● PREZENTOWANY FRAGMENT
◆ ◆ ◆ ◆ ◆
Chylińska stwierdziła, że tekst Stromengera jest panegirykiem przekraczającym granice zdrowego rozsądku (ale panegiryki ku czci Szymanowskiego są, oczywiście, w porządku, tekstu Stromengera zresztą nie zacytowała) i ograniczyła się do przytoczenia u siebie tylko i wyłącznie opinii krytycznych wobec Morawskiego. Chylińska przytacza także wymianę zdań pomiędzy Chybińskim a Zborowskim, czyli „dwoma uczonymi mężami”. Jeden pisał do drugiego:
„A te techtel-mechtel z muzyczną nagrodą państw.! Walka pomiędzy K. Sz. a kim? Morawskim! Bije się złoto z łajnem!”
I tu ani słowa komentarza czy refleksji, że może ktoś się tu zagalopował.
◆ ◆ ◆ ◆ ◆
● ZBIÓR POZYCJI

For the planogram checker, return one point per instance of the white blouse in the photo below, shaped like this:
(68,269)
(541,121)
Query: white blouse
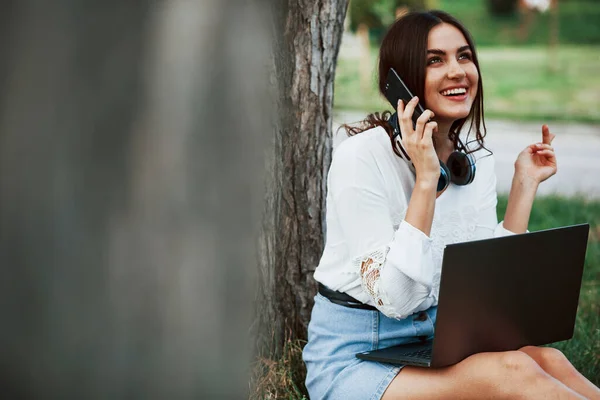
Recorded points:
(371,252)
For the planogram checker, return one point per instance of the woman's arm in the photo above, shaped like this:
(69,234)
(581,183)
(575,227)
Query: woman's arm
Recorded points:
(520,202)
(534,165)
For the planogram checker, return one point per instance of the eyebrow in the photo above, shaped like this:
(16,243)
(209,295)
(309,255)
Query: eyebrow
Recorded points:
(443,53)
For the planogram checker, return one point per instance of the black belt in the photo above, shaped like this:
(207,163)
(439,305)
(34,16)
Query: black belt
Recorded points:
(343,299)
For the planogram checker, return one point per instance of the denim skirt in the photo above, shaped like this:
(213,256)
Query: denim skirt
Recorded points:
(336,333)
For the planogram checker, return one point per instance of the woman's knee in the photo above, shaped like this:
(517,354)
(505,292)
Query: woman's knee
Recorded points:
(547,357)
(517,361)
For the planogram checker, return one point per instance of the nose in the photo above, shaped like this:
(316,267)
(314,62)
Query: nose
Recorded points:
(455,70)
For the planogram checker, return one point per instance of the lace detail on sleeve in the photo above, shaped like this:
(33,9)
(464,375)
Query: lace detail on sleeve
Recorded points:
(370,267)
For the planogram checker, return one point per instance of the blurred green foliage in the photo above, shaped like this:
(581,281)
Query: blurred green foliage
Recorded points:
(518,83)
(579,22)
(378,14)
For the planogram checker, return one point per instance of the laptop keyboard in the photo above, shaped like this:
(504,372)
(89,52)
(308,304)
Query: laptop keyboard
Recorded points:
(425,353)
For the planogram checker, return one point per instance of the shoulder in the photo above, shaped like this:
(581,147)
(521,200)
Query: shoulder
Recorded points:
(485,162)
(358,159)
(363,146)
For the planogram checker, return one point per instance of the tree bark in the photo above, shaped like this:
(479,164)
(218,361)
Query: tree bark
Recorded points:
(307,37)
(131,185)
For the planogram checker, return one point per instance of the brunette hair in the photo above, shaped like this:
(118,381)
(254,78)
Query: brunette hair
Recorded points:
(404,48)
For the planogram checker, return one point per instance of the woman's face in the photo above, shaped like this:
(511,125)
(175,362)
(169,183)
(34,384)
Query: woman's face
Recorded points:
(451,77)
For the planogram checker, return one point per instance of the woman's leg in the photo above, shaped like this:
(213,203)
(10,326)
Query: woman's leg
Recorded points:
(555,363)
(506,375)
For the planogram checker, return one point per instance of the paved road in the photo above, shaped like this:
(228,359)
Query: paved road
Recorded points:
(577,147)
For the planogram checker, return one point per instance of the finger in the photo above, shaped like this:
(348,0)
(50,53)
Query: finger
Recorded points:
(547,137)
(422,120)
(428,131)
(410,109)
(543,146)
(400,107)
(549,154)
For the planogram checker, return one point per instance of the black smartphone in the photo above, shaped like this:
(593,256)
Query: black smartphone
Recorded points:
(396,89)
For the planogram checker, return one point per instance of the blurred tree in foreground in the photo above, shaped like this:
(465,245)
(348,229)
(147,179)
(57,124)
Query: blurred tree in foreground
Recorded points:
(131,179)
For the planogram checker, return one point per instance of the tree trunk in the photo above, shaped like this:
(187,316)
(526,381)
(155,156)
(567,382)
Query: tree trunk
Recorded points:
(307,38)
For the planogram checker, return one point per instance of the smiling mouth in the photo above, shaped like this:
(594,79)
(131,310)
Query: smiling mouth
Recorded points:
(454,92)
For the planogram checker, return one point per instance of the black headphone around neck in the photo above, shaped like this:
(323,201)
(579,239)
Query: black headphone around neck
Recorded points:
(459,169)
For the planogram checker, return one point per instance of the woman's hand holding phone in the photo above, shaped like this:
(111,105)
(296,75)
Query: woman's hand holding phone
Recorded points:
(418,142)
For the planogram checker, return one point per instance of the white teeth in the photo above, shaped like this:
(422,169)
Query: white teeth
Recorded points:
(454,91)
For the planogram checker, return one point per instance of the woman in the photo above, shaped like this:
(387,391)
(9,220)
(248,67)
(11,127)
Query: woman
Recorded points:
(387,225)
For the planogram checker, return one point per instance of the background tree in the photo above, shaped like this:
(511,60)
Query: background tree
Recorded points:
(502,7)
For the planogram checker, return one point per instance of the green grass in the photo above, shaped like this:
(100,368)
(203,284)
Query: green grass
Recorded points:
(548,212)
(518,84)
(284,378)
◆ ◆ ◆ ◆ ◆
● ZADANIA
**1)** Wypisz z fragmentu o Chylińskiej dokładnie ten urywek, który zaczyna się od słów „Chylińska stwierdziła, że” i kończy słowami „się tu zagalopował.”, włącznie z nimi.
**2)** Sprawdź, czy stwierdzenia (a), (b) i (c) zgadzają się z fragmentem o Chylińskiej. Przy każdym odpowiedz „tak” lub „nie” i przytocz dosłownie rozstrzygające słowa fragmentu: (a) Chylińska zacytowała tekst Stromengera; (b) Chylińska przytacza wymianę zdań między Chybińskim a Zborowskim; (c) przytoczona wymiana zdań została opatrzona komentarzem.
Pozycje nie mają żadnego związku z fragmentem.

● ODPOWIEDZI
**1)**
Chylińska stwierdziła, że tekst Stromengera jest panegirykiem przekraczającym granice zdrowego rozsądku (ale panegiryki ku czci Szymanowskiego są, oczywiście, w porządku, tekstu Stromengera zresztą nie zacytowała) i ograniczyła się do przytoczenia u siebie tylko i wyłącznie opinii krytycznych wobec Morawskiego. Chylińska przytacza także wymianę zdań pomiędzy Chybińskim a Zborowskim, czyli „dwoma uczonymi mężami”. Jeden pisał do drugiego:
„A te techtel-mechtel z muzyczną nagrodą państw.! Walka pomiędzy K. Sz. a kim? Morawskim! Bije się złoto z łajnem!”
I tu ani słowa komentarza czy refleksji, że może ktoś się tu zagalopował.

**2)**
(a) Nie: „tekstu Stromengera zresztą nie zacytowała”.
(b) Tak: „Chylińska przytacza także wymianę zdań pomiędzy Chybińskim a Zborowskim”.
(c) Nie: „I tu ani słowa komentarza czy refleksji”.